> [OBJECTIVE] Can you copy every line from the one containing "In the photo above, where can the silver" through the end of the records, keeping the requests, and shift each number in the answer coordinates by -55?

> [DATA ROWS]
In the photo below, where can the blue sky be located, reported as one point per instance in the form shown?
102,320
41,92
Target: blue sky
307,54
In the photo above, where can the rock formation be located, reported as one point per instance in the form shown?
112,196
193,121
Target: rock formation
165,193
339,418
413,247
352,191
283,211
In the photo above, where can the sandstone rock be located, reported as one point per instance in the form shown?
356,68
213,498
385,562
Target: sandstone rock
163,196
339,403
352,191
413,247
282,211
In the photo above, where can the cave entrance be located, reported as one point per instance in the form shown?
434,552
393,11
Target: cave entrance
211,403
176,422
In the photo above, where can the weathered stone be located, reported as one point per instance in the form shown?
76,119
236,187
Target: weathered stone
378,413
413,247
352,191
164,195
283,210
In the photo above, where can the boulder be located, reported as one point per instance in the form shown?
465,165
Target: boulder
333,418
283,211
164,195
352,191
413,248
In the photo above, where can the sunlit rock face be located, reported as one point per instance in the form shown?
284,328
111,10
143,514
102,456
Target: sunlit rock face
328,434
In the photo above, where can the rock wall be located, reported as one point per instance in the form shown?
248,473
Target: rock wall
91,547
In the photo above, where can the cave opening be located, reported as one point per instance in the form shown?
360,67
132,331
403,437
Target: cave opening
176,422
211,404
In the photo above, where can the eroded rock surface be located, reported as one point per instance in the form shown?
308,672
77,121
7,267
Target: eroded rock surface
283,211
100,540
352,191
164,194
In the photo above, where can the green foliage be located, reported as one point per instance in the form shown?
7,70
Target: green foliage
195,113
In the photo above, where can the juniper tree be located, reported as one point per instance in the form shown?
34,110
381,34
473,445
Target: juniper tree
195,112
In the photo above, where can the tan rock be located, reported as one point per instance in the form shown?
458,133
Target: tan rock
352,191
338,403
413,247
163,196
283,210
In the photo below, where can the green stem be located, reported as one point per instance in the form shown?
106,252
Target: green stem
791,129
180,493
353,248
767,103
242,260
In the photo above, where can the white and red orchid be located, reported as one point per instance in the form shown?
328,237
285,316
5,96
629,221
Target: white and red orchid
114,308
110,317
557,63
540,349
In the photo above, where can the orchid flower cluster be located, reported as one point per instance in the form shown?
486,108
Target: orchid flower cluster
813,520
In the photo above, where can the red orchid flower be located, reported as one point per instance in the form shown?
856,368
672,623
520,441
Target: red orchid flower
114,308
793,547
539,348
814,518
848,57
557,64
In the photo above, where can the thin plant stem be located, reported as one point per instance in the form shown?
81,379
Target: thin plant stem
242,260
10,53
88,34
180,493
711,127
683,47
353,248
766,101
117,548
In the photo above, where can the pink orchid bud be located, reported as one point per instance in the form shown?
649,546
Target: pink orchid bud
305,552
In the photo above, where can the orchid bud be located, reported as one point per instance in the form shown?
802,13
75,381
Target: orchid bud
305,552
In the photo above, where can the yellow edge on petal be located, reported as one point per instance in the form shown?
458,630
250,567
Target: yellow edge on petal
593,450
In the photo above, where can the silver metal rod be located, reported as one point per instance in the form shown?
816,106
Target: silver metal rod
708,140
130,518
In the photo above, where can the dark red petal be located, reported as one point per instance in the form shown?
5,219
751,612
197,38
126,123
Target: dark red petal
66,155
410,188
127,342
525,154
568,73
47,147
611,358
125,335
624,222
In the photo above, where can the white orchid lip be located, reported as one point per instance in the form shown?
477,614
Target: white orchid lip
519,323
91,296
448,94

> [OUTPUT OF THE TASK]
In the photo above, where can the silver metal rod be located, reported as one point per instance in the form shown?
816,106
Target: silver metal rod
653,85
75,463
In the photo above, where can the dark red petal be located, reported as one point per instance in the form shown?
5,219
751,612
197,38
126,123
Target: dark red petal
11,100
355,133
72,287
470,99
513,18
-8,92
556,303
70,280
569,167
In the photo above, where can the white orchid lip be located, reported as one point per instance in the form shown?
477,614
Target: white orchid lip
464,268
36,241
393,39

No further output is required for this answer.